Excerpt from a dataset

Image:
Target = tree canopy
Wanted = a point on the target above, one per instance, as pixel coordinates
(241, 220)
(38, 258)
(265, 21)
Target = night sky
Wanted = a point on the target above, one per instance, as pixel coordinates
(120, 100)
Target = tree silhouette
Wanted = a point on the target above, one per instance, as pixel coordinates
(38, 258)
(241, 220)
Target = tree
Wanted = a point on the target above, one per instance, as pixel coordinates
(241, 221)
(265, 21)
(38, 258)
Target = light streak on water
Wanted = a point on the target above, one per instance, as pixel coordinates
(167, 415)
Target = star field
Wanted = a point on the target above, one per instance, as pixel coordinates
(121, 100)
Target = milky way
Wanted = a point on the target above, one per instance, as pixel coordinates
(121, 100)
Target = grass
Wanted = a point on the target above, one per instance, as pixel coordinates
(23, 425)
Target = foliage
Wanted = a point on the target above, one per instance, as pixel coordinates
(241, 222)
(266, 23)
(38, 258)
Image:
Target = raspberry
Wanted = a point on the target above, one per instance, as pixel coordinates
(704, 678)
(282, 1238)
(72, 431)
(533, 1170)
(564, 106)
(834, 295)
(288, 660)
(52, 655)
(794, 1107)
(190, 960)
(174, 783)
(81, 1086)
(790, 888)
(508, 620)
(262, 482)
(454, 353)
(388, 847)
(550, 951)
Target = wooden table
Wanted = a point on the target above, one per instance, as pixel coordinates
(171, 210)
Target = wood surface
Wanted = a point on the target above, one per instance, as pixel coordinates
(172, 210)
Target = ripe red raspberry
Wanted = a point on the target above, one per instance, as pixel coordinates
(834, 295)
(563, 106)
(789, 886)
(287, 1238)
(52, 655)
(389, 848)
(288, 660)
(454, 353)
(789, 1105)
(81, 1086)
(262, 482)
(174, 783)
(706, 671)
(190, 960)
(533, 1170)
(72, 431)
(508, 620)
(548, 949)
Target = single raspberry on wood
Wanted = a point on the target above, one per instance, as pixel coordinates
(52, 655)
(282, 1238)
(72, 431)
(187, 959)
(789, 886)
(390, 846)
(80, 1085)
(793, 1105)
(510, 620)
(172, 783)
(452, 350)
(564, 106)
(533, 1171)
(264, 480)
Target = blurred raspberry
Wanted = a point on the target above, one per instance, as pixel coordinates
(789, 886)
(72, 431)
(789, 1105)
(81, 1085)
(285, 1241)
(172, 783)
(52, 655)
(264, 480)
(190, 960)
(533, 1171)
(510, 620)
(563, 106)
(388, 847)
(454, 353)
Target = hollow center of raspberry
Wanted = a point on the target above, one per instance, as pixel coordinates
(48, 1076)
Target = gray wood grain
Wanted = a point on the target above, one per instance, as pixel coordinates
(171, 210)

▸ Aim of the task: Can you write out all of the rows above again, replacing "pixel coordinates" with "image coordinates" and leaving everything else unchanged?

▸ Complete answer:
Image:
Target = tree canopy
Wanted = a point on the target above, one per instance, as image coordinates
(241, 220)
(38, 258)
(265, 21)
Target = night sky
Wanted = a point on the target above, one per instance, as image coordinates
(120, 100)
Target = tree silhouette
Wanted = a point on the target above, one per instance, as image coordinates
(38, 258)
(241, 220)
Target = tree
Wanted = a point on the target above, one per instance, as image coordinates
(241, 221)
(265, 21)
(38, 258)
Target = light streak on water
Wanted = a point on the target above, one per instance, as image coordinates
(167, 415)
Target = star field
Wanted = a point on the target above, one per instance, as image coordinates
(121, 100)
Target = milky way
Wanted = a point on the target above, one per instance, as image coordinates
(121, 100)
Target = grass
Wanted = a point on the target above, one per instance, as image coordinates
(23, 425)
Target = foliage
Wanted = a point on the target above, one per instance, as image coordinates
(241, 222)
(266, 23)
(38, 258)
Image:
Target = raspberry
Wanted = a point on the target above, one per instance, as image coordinates
(704, 678)
(282, 1238)
(72, 431)
(533, 1170)
(564, 106)
(834, 295)
(288, 660)
(52, 655)
(794, 1107)
(190, 960)
(174, 783)
(81, 1086)
(790, 888)
(508, 620)
(262, 482)
(454, 353)
(388, 847)
(550, 951)
Target = wooden table
Wanted = a point on the target above, one per instance, as image coordinates
(171, 210)
Target = wood surface
Wanted = a point on the target above, one per instance, as image coordinates
(172, 210)
Target = ripe red raspberry
Wanted = a point on the target above, one per instance, as image coordinates
(834, 295)
(563, 106)
(789, 886)
(287, 1238)
(52, 655)
(389, 848)
(288, 660)
(454, 353)
(789, 1105)
(81, 1086)
(262, 482)
(174, 783)
(706, 671)
(190, 960)
(533, 1170)
(72, 431)
(508, 620)
(548, 949)
Target = single raspberry on wood
Wanted = a point on the target above, one per instance, as image coordinates
(52, 655)
(282, 1238)
(72, 431)
(187, 959)
(789, 886)
(390, 846)
(80, 1085)
(793, 1105)
(510, 620)
(172, 783)
(452, 350)
(564, 106)
(533, 1171)
(264, 480)
Target = blurred raspberry
Wanted = a point on the target above, one per instance, as image coordinates
(789, 886)
(72, 431)
(789, 1105)
(81, 1085)
(285, 1241)
(172, 783)
(52, 655)
(264, 480)
(190, 960)
(533, 1171)
(510, 620)
(563, 106)
(388, 847)
(454, 353)
Target = hollow center of raspberry
Wanted = a point on the target above, one per instance, as image coordinates
(48, 1076)
Target = gray wood grain
Wanted = a point on the target above, one per instance, as image coordinates
(171, 210)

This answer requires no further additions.